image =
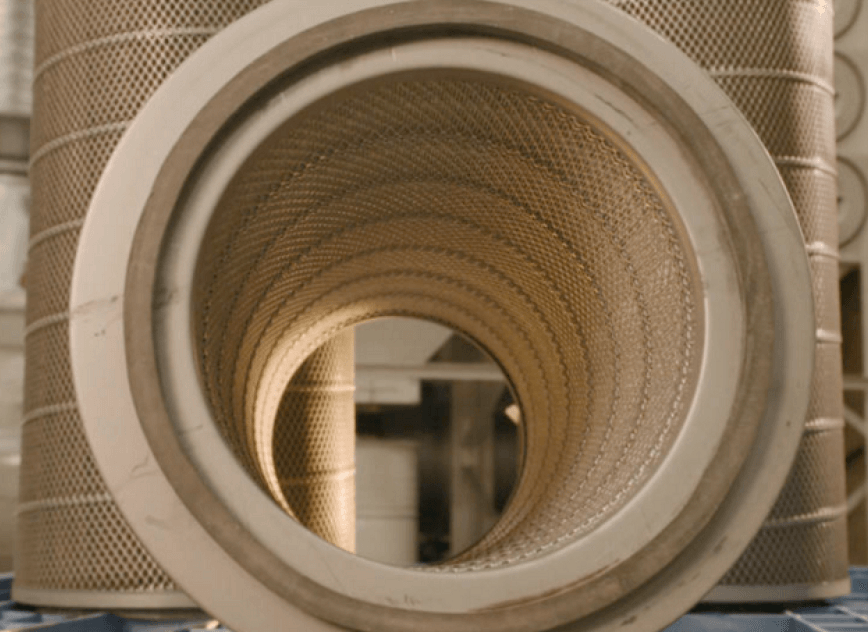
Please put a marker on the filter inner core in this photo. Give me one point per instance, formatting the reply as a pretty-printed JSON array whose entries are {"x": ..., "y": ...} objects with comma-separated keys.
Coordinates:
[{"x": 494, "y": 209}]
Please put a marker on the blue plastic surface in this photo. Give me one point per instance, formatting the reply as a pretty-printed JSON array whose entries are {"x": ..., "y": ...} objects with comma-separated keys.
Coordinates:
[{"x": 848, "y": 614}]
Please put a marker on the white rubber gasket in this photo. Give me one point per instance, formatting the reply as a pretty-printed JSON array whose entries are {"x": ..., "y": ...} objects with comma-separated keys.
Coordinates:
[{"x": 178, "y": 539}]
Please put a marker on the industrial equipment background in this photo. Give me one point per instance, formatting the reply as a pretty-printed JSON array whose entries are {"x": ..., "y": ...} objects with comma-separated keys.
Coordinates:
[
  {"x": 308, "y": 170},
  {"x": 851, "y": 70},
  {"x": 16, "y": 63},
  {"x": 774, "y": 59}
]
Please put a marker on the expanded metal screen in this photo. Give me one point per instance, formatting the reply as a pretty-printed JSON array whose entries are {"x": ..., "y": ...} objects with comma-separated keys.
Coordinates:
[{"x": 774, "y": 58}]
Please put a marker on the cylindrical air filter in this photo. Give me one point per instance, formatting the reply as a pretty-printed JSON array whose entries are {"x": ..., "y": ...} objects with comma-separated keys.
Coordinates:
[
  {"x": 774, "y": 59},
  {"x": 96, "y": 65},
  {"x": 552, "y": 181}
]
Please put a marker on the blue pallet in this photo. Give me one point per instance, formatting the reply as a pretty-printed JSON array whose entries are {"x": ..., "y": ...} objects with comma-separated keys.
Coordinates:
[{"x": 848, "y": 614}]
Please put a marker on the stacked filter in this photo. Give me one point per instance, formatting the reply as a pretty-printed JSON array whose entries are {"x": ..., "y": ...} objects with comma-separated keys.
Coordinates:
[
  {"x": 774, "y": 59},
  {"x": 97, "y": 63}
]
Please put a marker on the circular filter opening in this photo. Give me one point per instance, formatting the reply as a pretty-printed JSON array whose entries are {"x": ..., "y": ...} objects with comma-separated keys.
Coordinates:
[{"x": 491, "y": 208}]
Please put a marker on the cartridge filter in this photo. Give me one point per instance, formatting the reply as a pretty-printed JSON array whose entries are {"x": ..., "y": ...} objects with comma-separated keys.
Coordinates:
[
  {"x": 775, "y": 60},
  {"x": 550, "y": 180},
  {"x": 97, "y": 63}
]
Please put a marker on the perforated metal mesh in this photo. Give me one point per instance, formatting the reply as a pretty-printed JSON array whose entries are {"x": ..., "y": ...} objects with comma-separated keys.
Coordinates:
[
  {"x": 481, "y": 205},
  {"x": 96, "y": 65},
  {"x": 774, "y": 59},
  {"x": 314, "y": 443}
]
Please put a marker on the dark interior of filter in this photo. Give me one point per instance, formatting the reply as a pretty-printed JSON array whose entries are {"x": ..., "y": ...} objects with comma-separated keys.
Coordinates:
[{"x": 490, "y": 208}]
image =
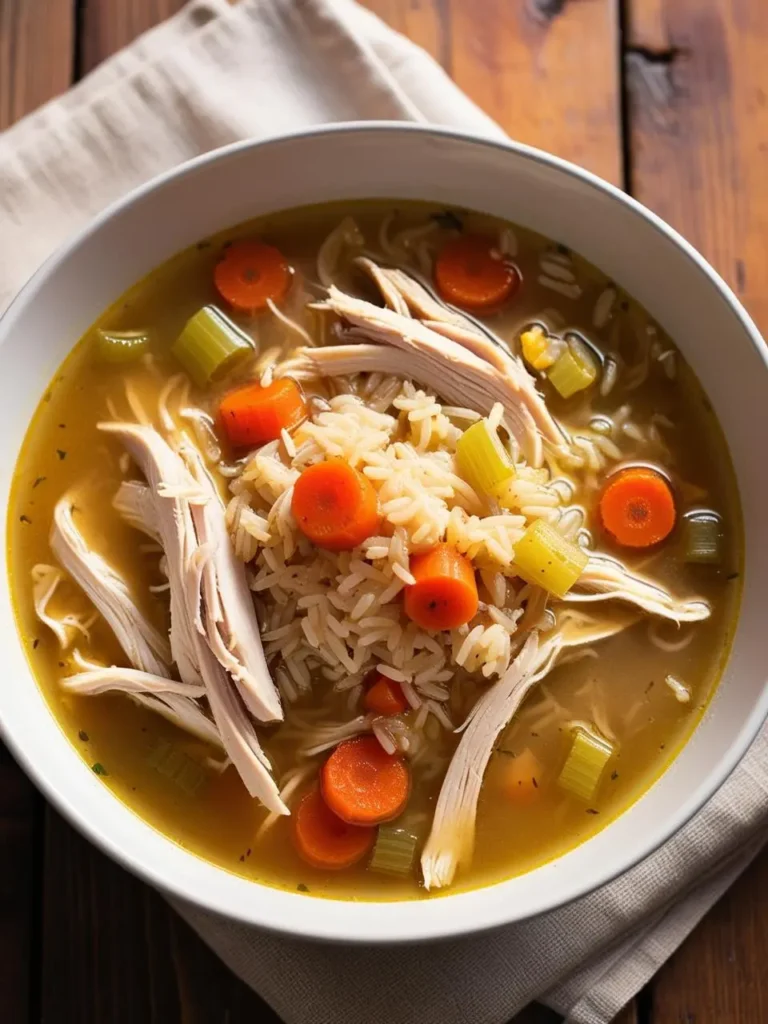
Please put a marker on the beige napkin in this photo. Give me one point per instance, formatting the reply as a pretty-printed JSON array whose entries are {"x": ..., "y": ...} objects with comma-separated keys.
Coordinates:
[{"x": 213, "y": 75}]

◆ ◆ ◆ ◆

WHAT IS REQUIRED: Please repeat the entries exactly. Do not include the pictures.

SOLUTION BELOW:
image =
Please put a marker on the filter inner core in this photo. Give me one point per instance, formatting the reply as a pretty-printed JSON array whose entries are {"x": ..., "y": ...} objects with comma-separated keys.
Coordinates:
[{"x": 494, "y": 209}]
Please put a marker on the blue plastic surface in this photo. Give me one point per instance, formatting the reply as a pretty-printed JSON array whose entries are {"x": ..., "y": ...} objects with comma-separated keys.
Coordinates:
[{"x": 848, "y": 614}]
Please put a marker on the white rubber gasket in this photo. Give me one point per instance, formatting the reply as a pretty-printed JSON array whose entries are {"x": ..., "y": ...} objects with comma-separated keys.
Coordinates:
[{"x": 178, "y": 539}]
Please put a marker on the industrial equipment background in this photo. Give me one point per instance, formatting the reply as a pretty-printed JSON array whose entries are {"x": ..., "y": ...} objects with comma-separated keys.
Coordinates:
[
  {"x": 308, "y": 170},
  {"x": 851, "y": 70},
  {"x": 16, "y": 63},
  {"x": 774, "y": 59}
]
Please put a marker on the expanded metal screen in this photo. Give me one point per instance, formatting the reply as a pretty-printed JSON array whose entries are {"x": ..., "y": ...} objects with comma-separated keys.
Coordinates:
[{"x": 774, "y": 58}]
Please put a marker on the cylindrical air filter in this photo. Give me one point per instance, formatting the reply as a pretty-printed JSON array whose entries are {"x": ..., "y": ...} objects with comma-separated keys.
Coordinates:
[
  {"x": 774, "y": 59},
  {"x": 96, "y": 65},
  {"x": 552, "y": 181}
]
Please put a marker on the blue pallet in this photo. Give me one point per instance, formatting the reply as a pretty-printed JSON array whose entries are {"x": ..., "y": ...} objects with comma-separated keys.
Coordinates:
[{"x": 848, "y": 614}]
Please put a marker on the stacked filter in this photo. Give me one point per instance, formatting the reply as a pretty-printed JSON array whose entries are {"x": ..., "y": ...} objects with comma-separated keys.
Coordinates:
[
  {"x": 774, "y": 59},
  {"x": 97, "y": 63}
]
Please put a marker on the circular filter opening in this photo. Give me one point per instance, formatting the reply as a pretty-printed JSON array whose entries are {"x": ..., "y": ...} objects with comma-separated keys.
Coordinates:
[{"x": 491, "y": 208}]
Please put a marker on the cartridge filter in this photo. Give me one point per instance, formatting the reply as a pretty-printed JSON array whose entries are {"x": ..., "y": ...} objects with comma-separated keys.
Coordinates:
[
  {"x": 775, "y": 60},
  {"x": 550, "y": 180},
  {"x": 97, "y": 63}
]
Please put a marker on the perforated metal mesh in this photo. Give me one point per instance, formatting the reply as a pretty-printed JSON array whose entries are {"x": ..., "y": ...} objects with comma-separated keys.
Coordinates:
[
  {"x": 481, "y": 205},
  {"x": 96, "y": 65},
  {"x": 774, "y": 59},
  {"x": 314, "y": 443}
]
Please put a marker on the dark interior of filter in this photo. Give me one point per instance, formatting the reply as a pretty-printed JSON array whose entries are {"x": ..., "y": ...} objects with comma-separated keys.
Coordinates:
[{"x": 490, "y": 208}]
image =
Please put a marker on the beige napkin in this photo. Give me one point per instance, formatting the reply as a pretty-printed JSON array whose entries are {"x": ..., "y": ...} objects with comma-separated keys.
Coordinates:
[{"x": 213, "y": 75}]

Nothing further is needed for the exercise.